MATERIAL SUPPLIED:
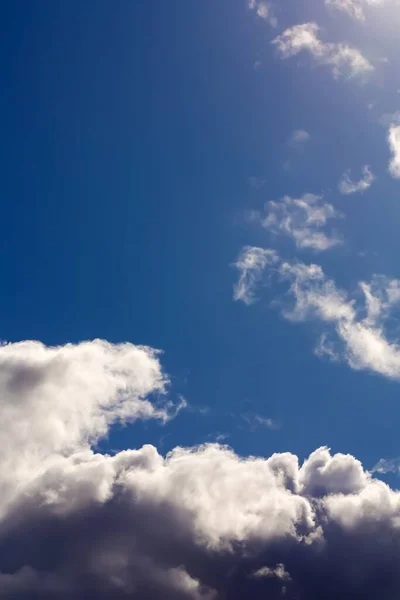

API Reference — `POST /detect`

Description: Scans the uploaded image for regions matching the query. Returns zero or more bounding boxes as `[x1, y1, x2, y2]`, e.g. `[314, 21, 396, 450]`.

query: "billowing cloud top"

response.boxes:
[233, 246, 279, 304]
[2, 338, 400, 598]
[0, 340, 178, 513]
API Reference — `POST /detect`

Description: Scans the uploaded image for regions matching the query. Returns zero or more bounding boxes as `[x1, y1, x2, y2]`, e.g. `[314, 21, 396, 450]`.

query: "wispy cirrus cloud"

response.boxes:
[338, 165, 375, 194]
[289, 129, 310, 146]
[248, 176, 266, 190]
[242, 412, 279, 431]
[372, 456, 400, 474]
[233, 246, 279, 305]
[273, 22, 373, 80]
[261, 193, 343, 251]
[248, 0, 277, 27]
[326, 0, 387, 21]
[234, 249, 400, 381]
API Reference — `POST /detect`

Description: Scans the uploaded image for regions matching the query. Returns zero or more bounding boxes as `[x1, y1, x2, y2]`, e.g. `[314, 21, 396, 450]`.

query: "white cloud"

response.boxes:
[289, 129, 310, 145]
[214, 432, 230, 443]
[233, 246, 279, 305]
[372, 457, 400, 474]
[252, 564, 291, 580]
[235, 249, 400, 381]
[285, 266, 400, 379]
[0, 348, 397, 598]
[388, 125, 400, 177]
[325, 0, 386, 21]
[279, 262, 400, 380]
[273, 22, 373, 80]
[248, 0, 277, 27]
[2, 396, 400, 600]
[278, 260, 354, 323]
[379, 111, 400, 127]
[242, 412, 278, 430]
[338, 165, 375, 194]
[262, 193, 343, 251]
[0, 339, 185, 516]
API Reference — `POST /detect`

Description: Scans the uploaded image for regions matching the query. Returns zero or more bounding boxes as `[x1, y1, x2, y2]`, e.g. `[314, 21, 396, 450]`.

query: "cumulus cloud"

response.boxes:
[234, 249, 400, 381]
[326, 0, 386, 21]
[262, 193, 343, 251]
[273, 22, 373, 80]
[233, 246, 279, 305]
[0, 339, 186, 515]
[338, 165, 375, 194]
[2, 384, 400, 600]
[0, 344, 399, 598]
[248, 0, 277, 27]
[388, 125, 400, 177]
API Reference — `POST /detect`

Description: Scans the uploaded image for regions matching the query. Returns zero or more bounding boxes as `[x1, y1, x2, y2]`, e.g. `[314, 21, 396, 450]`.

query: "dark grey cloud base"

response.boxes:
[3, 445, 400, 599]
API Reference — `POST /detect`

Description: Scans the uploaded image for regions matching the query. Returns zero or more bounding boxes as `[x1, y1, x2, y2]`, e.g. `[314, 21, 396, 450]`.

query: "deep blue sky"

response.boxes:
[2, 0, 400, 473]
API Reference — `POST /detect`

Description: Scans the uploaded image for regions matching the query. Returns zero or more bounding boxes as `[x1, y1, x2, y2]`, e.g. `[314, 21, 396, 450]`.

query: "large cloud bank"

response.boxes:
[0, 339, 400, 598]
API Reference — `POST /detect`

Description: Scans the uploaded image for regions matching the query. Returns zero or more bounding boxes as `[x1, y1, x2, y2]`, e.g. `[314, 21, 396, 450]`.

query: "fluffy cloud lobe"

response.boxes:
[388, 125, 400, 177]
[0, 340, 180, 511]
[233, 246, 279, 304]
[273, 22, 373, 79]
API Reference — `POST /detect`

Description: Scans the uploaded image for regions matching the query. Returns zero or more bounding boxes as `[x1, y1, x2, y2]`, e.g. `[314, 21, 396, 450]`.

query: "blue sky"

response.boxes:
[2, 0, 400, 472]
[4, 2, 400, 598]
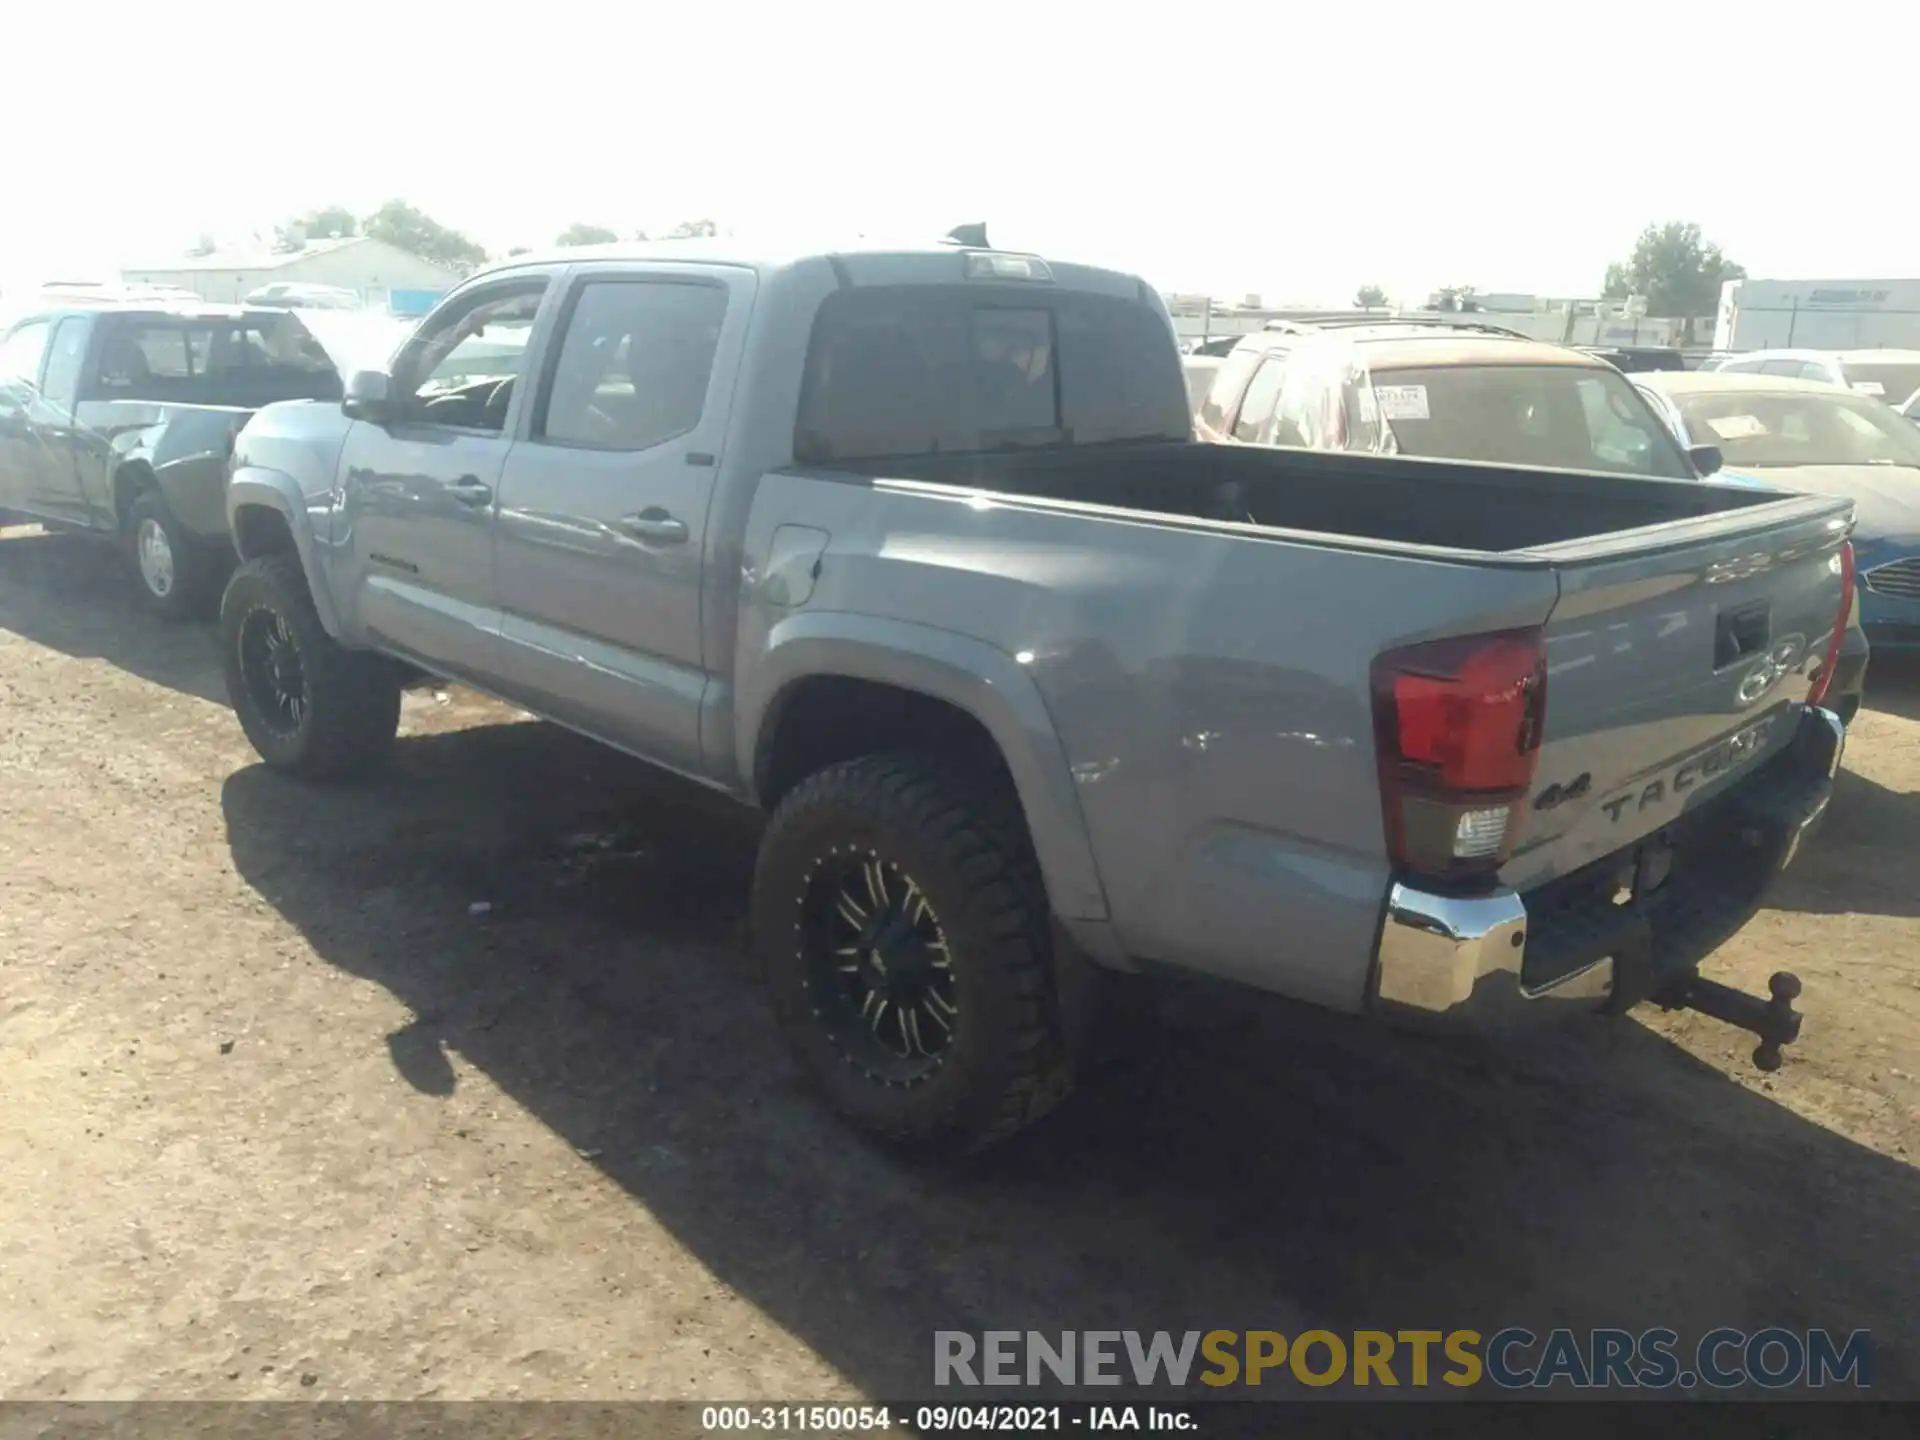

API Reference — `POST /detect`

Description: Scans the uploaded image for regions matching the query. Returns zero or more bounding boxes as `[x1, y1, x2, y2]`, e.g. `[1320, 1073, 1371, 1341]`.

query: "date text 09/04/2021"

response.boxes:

--

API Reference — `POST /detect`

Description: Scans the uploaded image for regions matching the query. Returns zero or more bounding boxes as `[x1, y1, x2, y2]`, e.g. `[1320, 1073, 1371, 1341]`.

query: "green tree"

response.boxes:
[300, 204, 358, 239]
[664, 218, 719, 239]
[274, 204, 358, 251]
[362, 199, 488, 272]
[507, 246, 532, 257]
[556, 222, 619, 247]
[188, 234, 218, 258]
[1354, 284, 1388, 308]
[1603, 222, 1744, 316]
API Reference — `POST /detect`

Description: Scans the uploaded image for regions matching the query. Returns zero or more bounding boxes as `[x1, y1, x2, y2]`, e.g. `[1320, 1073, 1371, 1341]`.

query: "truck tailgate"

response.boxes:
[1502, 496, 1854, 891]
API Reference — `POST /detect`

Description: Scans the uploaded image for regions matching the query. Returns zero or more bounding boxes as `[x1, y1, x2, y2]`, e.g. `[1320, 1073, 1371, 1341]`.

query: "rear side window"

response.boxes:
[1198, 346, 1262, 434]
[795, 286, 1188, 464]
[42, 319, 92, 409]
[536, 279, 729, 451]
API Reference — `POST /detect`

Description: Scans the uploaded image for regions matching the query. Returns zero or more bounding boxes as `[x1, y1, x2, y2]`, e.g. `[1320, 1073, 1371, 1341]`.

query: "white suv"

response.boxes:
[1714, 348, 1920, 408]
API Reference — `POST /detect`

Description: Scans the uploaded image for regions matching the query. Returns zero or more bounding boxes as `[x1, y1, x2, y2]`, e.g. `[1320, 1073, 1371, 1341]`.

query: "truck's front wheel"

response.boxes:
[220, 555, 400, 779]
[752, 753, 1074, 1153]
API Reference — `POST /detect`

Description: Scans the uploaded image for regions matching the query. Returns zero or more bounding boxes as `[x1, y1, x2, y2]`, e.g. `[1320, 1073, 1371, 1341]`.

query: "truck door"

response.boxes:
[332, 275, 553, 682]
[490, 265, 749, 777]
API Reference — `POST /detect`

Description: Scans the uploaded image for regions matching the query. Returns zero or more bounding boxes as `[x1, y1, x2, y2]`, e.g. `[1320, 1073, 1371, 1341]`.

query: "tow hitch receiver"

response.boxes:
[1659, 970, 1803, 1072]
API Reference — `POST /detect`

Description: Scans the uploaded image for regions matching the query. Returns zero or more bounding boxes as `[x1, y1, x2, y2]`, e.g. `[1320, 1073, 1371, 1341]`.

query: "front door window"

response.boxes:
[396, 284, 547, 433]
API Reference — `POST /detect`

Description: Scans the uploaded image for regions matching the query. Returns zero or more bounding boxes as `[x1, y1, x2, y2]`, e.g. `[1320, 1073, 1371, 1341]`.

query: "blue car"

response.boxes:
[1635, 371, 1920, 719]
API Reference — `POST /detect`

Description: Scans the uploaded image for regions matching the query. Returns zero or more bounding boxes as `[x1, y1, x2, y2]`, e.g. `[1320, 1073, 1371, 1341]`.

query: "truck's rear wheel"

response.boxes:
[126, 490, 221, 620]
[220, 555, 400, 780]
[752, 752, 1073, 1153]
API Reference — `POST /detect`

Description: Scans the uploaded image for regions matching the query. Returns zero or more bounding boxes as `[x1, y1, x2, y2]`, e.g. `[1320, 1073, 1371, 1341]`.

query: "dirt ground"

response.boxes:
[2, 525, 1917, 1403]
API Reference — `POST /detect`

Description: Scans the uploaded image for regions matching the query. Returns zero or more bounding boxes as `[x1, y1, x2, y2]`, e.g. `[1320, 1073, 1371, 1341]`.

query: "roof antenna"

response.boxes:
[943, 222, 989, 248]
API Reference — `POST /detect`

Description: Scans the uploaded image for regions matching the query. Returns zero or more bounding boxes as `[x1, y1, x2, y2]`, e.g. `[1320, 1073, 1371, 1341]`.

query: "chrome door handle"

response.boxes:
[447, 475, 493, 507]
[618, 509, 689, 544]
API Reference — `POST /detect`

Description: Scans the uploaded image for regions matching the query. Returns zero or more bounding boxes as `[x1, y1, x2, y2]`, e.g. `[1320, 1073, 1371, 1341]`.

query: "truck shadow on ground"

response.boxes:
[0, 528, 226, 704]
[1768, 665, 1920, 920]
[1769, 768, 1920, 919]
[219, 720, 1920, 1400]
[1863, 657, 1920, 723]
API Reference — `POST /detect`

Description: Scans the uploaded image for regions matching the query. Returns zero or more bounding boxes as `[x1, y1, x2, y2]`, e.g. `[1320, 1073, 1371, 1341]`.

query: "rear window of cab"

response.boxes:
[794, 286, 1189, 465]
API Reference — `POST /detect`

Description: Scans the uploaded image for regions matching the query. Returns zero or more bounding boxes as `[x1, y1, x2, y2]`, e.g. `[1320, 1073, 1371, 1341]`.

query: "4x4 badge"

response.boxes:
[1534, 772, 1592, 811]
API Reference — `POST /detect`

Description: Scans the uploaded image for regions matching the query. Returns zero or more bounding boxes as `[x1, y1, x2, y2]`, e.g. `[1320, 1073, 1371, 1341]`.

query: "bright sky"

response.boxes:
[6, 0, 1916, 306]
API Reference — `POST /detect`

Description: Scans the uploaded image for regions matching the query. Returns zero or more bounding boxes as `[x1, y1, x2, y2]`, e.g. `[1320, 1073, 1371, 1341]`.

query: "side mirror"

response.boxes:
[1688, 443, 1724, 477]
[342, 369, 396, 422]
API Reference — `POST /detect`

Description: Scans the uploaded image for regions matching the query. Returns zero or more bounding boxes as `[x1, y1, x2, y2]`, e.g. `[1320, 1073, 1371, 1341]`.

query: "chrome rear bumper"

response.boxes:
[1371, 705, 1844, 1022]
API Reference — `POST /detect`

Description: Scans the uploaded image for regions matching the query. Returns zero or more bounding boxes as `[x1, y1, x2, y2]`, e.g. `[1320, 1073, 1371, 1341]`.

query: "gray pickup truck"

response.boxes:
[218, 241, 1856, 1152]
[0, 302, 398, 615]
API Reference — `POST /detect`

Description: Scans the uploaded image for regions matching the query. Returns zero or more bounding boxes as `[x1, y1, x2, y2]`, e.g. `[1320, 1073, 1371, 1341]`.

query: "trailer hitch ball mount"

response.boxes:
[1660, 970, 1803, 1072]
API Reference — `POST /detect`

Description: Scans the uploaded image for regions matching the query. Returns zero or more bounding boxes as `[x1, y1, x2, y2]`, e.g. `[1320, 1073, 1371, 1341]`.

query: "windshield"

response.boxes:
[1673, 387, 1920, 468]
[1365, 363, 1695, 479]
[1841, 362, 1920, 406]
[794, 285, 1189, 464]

WHAT YOU WILL DO:
Each line above that contains the string "hitch" should be copied.

SOLUTION:
query: "tow hitch receiver"
query: "trailer hitch ball mount"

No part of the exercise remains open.